■ Data for this task ■
[Start of Attachment]

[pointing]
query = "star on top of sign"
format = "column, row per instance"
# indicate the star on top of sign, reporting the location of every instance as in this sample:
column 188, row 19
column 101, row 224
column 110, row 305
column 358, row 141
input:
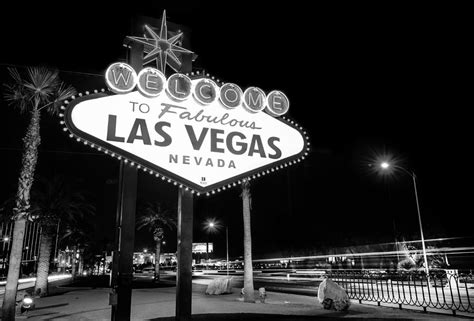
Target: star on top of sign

[End of Attachment]
[Start of Attachment]

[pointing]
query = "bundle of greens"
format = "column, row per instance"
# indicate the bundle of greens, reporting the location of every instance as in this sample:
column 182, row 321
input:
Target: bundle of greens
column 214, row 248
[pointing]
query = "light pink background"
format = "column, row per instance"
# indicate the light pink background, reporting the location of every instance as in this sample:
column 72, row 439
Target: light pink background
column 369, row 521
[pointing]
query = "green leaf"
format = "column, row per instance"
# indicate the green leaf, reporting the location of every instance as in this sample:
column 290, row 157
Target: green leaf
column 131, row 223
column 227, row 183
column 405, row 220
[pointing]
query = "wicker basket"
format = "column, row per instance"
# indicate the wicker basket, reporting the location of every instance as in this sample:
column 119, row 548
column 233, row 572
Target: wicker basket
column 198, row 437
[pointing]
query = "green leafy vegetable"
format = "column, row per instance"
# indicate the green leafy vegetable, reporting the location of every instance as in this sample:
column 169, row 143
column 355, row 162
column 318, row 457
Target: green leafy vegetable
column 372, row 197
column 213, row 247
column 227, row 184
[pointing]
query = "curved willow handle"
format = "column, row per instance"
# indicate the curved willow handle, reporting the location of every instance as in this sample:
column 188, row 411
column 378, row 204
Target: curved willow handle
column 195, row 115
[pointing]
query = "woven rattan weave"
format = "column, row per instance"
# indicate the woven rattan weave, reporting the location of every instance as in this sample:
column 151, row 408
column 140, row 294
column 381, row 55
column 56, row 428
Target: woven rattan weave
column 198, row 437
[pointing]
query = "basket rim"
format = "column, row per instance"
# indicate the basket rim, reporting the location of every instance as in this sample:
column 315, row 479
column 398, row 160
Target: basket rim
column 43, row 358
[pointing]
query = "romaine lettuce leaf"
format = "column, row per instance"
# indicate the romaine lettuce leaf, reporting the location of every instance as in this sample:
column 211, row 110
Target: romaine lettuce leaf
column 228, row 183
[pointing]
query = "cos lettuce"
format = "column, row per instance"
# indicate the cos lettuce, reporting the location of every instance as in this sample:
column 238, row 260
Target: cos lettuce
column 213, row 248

[End of Attachment]
[Start of Attachment]

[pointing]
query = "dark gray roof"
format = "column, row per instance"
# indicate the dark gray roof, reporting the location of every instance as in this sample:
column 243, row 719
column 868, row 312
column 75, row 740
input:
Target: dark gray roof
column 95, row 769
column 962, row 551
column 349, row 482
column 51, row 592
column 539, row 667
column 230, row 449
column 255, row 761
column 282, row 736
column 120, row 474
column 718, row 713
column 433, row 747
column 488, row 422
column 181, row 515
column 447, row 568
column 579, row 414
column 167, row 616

[End of Attachment]

■ Work instructions ■
Considering only the data above, return the lines in which "sample" occurs.

■ Exercise result ■
# indicate the star on top of sign, reporting the location of every instance as in this sample:
# indicate the bundle of greens, reporting the location of every instance as in this sample:
# indicate the light pink background, reporting the location of every instance as in this sample:
# indicate the green leaf, reporting the location of every instance as in this sample:
# indicate the wicker basket, reporting the location of every instance as in this sample:
# indicate the green leafy vegetable, reporting the location of every instance as in this sample:
# indicate the curved willow handle, reporting the location of every instance as in this sample:
# indicate the woven rattan weave, reporting the location of every instance as in this sample:
# indicate the basket rim, reporting the location of every instance as in this sample:
# indicate the romaine lettuce leaf, reporting the location of every instance as in this sample:
# indicate the cos lettuce, reporting the location of every instance as in this sample:
# indicate the dark gray roof, reporting the location of every instance as in this sample:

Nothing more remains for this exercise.